**What is being asked**.
From the first line to the last, set down the material exactly, leaving out its pictures.

**Data for this exercise**.

━━━

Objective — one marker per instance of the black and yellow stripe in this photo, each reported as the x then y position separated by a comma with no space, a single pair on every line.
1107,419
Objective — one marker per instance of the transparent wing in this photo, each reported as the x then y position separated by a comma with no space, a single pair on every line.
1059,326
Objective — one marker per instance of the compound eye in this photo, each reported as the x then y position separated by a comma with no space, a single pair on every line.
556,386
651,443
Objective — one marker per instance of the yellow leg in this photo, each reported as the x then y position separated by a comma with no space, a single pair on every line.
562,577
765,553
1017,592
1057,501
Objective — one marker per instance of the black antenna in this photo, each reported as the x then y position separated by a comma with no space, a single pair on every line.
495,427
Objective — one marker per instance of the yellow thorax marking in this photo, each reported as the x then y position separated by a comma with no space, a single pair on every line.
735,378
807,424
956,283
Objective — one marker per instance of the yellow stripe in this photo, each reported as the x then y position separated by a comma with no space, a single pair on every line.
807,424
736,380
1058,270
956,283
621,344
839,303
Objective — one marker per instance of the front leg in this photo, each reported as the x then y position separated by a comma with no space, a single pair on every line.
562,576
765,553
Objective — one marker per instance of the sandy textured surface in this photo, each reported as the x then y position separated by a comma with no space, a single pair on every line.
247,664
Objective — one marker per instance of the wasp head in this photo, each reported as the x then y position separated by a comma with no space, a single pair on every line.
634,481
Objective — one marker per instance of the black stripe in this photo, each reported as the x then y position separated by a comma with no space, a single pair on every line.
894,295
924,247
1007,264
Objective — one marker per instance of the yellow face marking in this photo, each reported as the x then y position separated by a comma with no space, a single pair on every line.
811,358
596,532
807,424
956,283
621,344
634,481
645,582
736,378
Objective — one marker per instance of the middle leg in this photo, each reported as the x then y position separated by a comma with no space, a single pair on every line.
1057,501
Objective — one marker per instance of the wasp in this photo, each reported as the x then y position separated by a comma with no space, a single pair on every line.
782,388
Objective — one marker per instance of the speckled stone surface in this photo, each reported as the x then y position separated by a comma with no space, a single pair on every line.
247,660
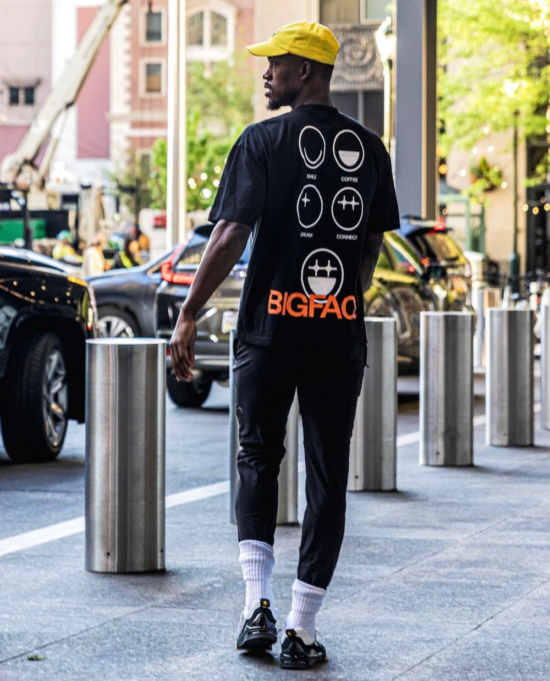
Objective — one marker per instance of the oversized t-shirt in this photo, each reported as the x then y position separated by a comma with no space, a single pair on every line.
310,183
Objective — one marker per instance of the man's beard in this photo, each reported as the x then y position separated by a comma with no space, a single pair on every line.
273,104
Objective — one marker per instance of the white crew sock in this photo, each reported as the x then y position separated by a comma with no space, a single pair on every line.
306,603
257,560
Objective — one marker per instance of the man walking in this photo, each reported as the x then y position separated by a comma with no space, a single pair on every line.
313,190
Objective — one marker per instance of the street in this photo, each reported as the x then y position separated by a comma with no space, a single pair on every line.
446,579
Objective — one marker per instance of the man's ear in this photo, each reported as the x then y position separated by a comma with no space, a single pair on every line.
305,70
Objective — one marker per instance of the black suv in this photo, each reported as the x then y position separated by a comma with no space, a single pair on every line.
46,315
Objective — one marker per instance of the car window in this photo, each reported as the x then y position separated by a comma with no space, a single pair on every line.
405,259
193,253
384,259
441,247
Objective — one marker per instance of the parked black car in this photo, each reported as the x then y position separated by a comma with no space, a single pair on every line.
46,315
125,299
398,291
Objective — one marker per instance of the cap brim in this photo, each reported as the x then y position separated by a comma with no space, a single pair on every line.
266,49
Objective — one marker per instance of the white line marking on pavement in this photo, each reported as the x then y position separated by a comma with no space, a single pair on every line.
45,535
61,530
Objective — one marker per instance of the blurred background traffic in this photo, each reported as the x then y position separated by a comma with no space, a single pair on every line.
115,126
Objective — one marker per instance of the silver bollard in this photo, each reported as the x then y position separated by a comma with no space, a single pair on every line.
545,361
288,476
483,298
125,455
287,510
446,389
373,450
509,378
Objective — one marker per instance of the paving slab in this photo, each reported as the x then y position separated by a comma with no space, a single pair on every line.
449,578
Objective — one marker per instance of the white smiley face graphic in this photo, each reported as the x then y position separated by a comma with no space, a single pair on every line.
312,146
309,206
347,208
348,150
322,273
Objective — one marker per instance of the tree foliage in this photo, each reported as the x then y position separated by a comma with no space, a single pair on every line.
495,69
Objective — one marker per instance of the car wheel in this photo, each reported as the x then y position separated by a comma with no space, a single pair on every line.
35,419
190,395
116,323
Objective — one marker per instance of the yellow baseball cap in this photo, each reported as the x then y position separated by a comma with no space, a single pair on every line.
306,39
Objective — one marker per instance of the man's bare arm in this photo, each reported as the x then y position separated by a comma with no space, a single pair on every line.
225,247
371,251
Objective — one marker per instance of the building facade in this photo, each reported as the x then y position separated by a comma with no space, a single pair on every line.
25,66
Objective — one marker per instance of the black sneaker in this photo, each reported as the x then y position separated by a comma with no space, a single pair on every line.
258,632
298,651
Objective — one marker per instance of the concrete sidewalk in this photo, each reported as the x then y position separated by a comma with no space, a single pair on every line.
448,579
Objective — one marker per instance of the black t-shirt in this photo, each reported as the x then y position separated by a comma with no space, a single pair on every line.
311,183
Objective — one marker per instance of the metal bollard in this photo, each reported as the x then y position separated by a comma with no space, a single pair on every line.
545,361
373,450
446,389
125,449
287,510
509,378
483,297
288,476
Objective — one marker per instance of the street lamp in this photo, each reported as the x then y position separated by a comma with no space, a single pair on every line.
385,43
176,208
511,88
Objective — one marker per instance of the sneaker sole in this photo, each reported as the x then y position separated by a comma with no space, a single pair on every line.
300,663
260,641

━━━

**Result**.
Objective — one marker per instance of the black and yellow stripe in this photo, each reported as the x then y position separated by a comma with no space, a single pair on every line.
1107,419
Objective — one marker per instance of the transparent wing in this photo, each reported as the x then y position separated by a comma with no space, a single pair on every line.
1059,326
Objective — one marker per instance of the compound eye in this photo, each reported as the x then y position separated by a comma with no space, a single pair on every line.
556,386
651,443
Objective — one marker per instance of the yellow leg in this photo, each reported as the x then y position separated by a comma with no space, a single pair on every line.
562,577
765,553
1017,592
1057,501
Objective — one marker per instance of the black antenna in this photo, each reported as the x then y position separated by a comma with no space, a single pair on every line.
495,427
Objective — one marker per instance of the yellow thorax marking in this photo, each reported as the x then y position separated by a comma with no space, a single pair on every line.
735,378
807,424
956,283
Objective — one marker per instance of the yellow stripe in this photo, each reported as the x then y position separated by a comma with no space, a single pair on every line.
807,424
736,380
1058,270
956,283
621,344
839,303
Objective — one marker per instance of the front leg in this photo, each reported as the x then y position separated by a comma with no space, a single pair on every line.
562,576
765,553
Objective — one marker per instance of the sandy textured surface in this photo, each reported as the x then y position separated by a comma with no space, a single pair on every line.
247,664
Objective — one marker per instance of the wasp head in this photo, each reported as the x then y position separated by a comma with no space, a single pair on every line.
634,481
Objective — one marker per instance of the black stripe in this photo, each reported as the x then y position separated by a comma with no space, a single pair on every line.
894,295
924,247
1007,264
Objective — one marker per instance of the yellow face marking in this photo, each reported as the x then y position separated by a comma with no space, a single pair on every line.
811,358
596,532
807,424
956,283
621,344
634,481
645,582
736,378
Objective — one marker per instance of the middle leg in this photo, each reported as the x then y position separated by a comma with no space, a single pair on every line.
1057,501
Objective — one marker per instance of the wasp in this photo, each reported as the x then y position separated by a comma with no space, a single pair on every line.
782,388
Objective — one marker per instance of the speckled stone surface in this photo, each reported as the x then y position separated by a comma with no space, a single pair on every line.
247,660
Objective — one marker per instance of the oversized t-shirt in this photo, each reported as the x then y position separated by a comma with no space, a single pair on every line.
310,183
Objective — one marker per instance of the man's beard in this photo, each reported as the x then y position separated by a comma with no space, a single pair on every line.
273,104
Objective — one marker per instance of the white crew sock in this photo, each reported as the x then y position separated by a comma with no space, a single pair on every line.
306,603
257,560
Objective — one marker per instance of the man walking in this photo, each reported as the x then y position separated by a comma with no space, a single pair on every line.
313,190
Objective — one marker per instance of the street in this photo, each reported as the x then y position separated by a comma with no space, a single pair on every line.
446,579
Objective — one marker per instance of the man's ear in this photo, each reported as the x then y position separated by a comma with no space, a single pair on every line.
305,70
Objective — one marker per instance of the black suv in this photo, each reported as the x then y position separated by a comma with no space, a single pair on every line.
46,315
Objective — one marker per instance of the car window in this photo, each reported as the x then y position separated by a comma with no space, a single pair on every line.
405,259
193,253
384,259
441,247
Objective — one marker per instance of the parked black car in this photo, each reported as the x then y position separated by a comma with no space, a single pair on every line.
46,315
125,299
398,291
Objective — one marker per instance of the cap brim in this photo, each reported as the x then y position separated by a comma with no space, a single pair on every line.
266,49
Objective — one marker per instance of the white line marking on pavement in this photo, each reported as the x then y position separated by a comma with no space, a single pair on every line.
45,535
61,530
Objective — one marker per instance of the blurred background traffic in this photo, each reported as the x then y position separated by a comma with no space, a single pair on every line.
115,126
Objective — one marker per instance of the silver bollard in this photo, each reported as the x then y position separated by a comma with no space, a single pair on every line.
545,361
288,476
483,298
125,455
287,510
446,389
373,450
509,378
Objective — one marker per instance of the paving slab in this photo, each reported as the x then y position separated by a comma with no space, a single pair on every line.
449,578
Objective — one marker per instance of the white smiley face graphic in this photo, each reported as the x then y position separated by a comma with no space, a single pair on every line.
312,146
309,206
347,208
348,150
322,273
Objective — one marker per instance of the tree foliage in this photo, each reported as the x then y position separated by a comma with no space, a single pair on every line.
495,69
Objective — one marker per instance of the car wheel in this photo, each reported as the x then y position separated by a comma with no space, a single pair on every line.
35,419
190,395
116,323
Objective — one marker per instance of the yellow baseball cap in this photo, each reported as the x then y position separated by a comma with no space, a single pair on every line.
306,39
Objective — one marker per instance of the man's bare arm in this photo, each reported as the x then y position separated by a comma with no space, a single pair on every line.
225,247
371,251
Objective — one marker per instance of the building facade in this photo, each reported as the x then y position separated by a comma with no space, a single pair on every line.
25,66
Objective — one marker per instance of the black sneaker in this photo, each reported as the x then y position separated by a comma with no space, a single pair on every line.
258,632
298,651
Objective — one marker per instance of the concrete sidewalk in this photo, each reported as the x then y position separated by a comma with no space, a single pair on every line.
448,579
Objective — one marker per instance of the black t-shirt in this photo, each reported as the x then y position separated by a comma with no space, a single pair on every line.
311,183
Objective — one marker per instance of the metal bollard in this photo, each reported as the x then y position separated by a comma with no space, a single pair on every line.
545,361
373,450
446,389
125,449
287,510
509,378
483,297
288,476
Objective — one marker per instance of the street lamp in this photo, each reported as the x then y position separated by a comma with no space, a single pair on every line.
385,43
176,208
511,88
Objective — one marker per instance of the sneaker sole in this photo, each reported as the x then y position separated by a comma with no space, a single pair on every line.
300,663
260,641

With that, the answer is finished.